> **Your instructions**:
Could you extract every entry below and reproduce it exactly?

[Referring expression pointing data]
========
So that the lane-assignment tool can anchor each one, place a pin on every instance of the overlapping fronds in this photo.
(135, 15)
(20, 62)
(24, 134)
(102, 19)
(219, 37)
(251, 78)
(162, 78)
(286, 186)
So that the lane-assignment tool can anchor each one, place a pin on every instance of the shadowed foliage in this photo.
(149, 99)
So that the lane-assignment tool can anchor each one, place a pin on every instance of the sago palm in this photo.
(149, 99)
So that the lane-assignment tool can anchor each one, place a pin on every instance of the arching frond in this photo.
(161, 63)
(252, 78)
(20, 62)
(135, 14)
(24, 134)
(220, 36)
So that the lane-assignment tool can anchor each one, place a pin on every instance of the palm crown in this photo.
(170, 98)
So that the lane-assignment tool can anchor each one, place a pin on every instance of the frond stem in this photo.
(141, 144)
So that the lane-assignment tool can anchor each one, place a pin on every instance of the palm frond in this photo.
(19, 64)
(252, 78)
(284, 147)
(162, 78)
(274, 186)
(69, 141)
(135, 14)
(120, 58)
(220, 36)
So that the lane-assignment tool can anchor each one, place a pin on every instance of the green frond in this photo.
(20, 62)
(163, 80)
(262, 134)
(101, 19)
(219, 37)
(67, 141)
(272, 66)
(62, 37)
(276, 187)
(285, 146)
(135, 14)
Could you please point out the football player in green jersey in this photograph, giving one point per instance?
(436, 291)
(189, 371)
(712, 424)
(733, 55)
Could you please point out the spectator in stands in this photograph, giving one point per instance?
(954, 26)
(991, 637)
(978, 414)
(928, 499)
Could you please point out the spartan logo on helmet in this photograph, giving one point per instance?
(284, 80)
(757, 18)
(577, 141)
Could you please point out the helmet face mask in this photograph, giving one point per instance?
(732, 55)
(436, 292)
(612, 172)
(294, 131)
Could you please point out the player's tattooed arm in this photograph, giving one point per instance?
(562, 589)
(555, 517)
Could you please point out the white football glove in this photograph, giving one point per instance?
========
> **Solution for this task**:
So that the lane-assignment tool can anchor each one, place a pin on every instance of the overlapping fronds in this photo.
(135, 15)
(20, 62)
(24, 134)
(102, 19)
(219, 37)
(251, 78)
(162, 78)
(286, 186)
So that the lane-assignment tool can anchor each one, place a pin on every instance of the shadowed foliage in this photo.
(149, 99)
So that the lane-assignment tool can anchor each one, place a pin on every instance of the sago palm in this photo.
(149, 99)
So that the lane-assignment tool can anchor each one, place a pin on every instance of the arching frond in this photo.
(161, 63)
(252, 78)
(20, 62)
(135, 14)
(24, 134)
(220, 36)
So that the lane-assignment tool can anchor each one, place a pin on every instance of the palm crown in this photo.
(170, 98)
So that the lane-assignment tool can anchor each one, place a pin on every instance of the frond stem in this photo.
(141, 144)
So that the lane-assignment tool can anchor each one, place a pin on every instance of the palm frond in this photo.
(19, 64)
(252, 78)
(284, 147)
(162, 78)
(274, 186)
(69, 141)
(135, 14)
(120, 58)
(220, 36)
So that the lane-assignment tool can anchor each one, place a pin on every instance of the green frond in this photo.
(20, 62)
(163, 80)
(262, 134)
(101, 19)
(219, 37)
(67, 141)
(272, 66)
(62, 37)
(276, 187)
(285, 146)
(135, 14)
Could you please point out the football player in green jersey in this photograph, giving one point per instance?
(436, 291)
(189, 371)
(712, 424)
(733, 55)
Could you please point out the spectator in stands in this photograph, giving one point per instance?
(954, 26)
(991, 637)
(978, 414)
(928, 499)
Could you please point out the spartan logo on helmet in this photograph, giving one point per instance?
(284, 80)
(757, 18)
(577, 141)
Could you please point out the helmet face mask in this photograph, giving one point per instance?
(732, 55)
(436, 292)
(612, 172)
(294, 131)
Could you please point out the player's tattooed arm in this photograph, giving one point per instance?
(562, 589)
(555, 517)
Could you please point out the white football glove in this photograph, giving one point per instance?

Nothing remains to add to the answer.